• [Task description]: The data should be written out in full, exactly as it stands, and the pictures dropped.

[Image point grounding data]
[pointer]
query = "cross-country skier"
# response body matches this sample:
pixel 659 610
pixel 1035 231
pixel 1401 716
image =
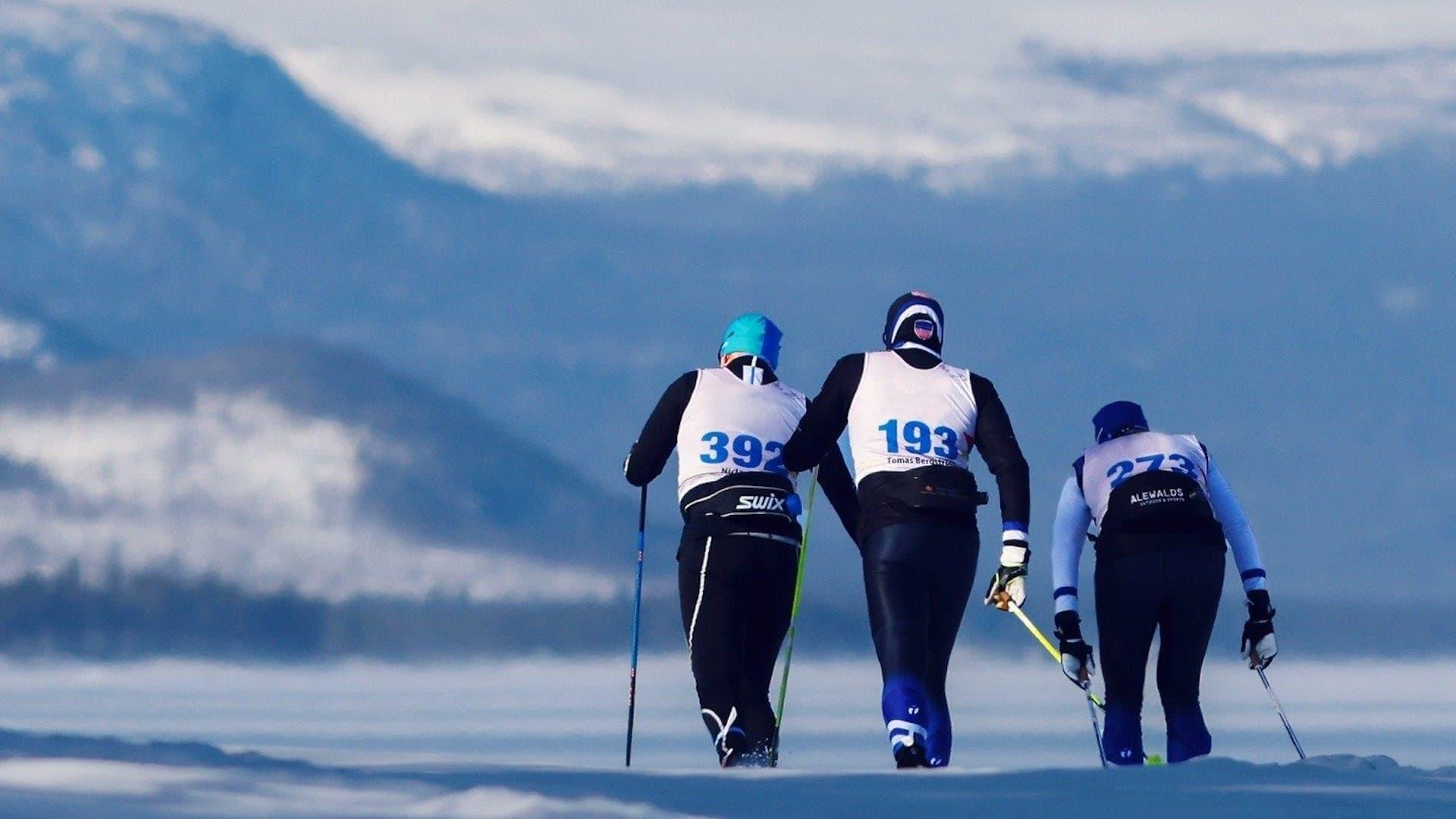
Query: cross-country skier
pixel 1164 513
pixel 913 422
pixel 739 556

• [Response to this exercise]:
[pointer]
query = "cross-country skier"
# response body matches this sample:
pixel 659 610
pixel 1035 231
pixel 1401 716
image =
Query: cross-country skier
pixel 1164 513
pixel 913 422
pixel 739 556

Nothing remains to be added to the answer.